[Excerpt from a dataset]
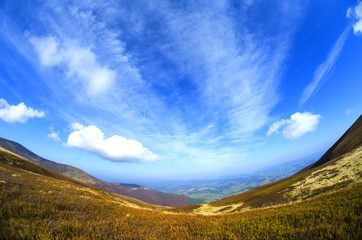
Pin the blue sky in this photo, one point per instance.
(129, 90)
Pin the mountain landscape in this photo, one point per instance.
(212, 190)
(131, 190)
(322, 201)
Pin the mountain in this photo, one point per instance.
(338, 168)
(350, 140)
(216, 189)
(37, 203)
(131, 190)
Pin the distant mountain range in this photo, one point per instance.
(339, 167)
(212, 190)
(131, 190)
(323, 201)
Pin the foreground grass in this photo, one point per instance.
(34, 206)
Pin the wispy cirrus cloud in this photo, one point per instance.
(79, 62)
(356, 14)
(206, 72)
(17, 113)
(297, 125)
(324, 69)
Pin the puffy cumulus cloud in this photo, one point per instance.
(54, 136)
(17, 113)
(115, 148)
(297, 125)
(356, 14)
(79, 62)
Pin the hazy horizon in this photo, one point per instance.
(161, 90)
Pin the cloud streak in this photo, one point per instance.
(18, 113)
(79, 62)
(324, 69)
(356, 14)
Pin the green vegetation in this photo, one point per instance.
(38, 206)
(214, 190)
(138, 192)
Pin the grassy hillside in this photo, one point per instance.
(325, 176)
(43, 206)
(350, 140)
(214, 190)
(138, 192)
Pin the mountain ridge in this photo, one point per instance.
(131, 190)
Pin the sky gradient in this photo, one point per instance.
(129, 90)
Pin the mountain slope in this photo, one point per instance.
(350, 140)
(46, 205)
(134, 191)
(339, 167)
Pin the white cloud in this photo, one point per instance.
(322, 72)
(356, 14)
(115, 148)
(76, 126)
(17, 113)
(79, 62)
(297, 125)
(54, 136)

* * *

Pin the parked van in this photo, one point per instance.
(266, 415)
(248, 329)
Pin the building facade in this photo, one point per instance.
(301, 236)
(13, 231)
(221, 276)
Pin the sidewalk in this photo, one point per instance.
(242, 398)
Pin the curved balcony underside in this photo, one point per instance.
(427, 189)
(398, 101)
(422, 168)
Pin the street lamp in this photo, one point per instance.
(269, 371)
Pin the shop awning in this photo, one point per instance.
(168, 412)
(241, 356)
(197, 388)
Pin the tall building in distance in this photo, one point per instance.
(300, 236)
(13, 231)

GOAL OF THE EXERCISE:
How many lines of the records above contain the word "building"? Reply with the number alone.

THE COMPLETED TASK:
2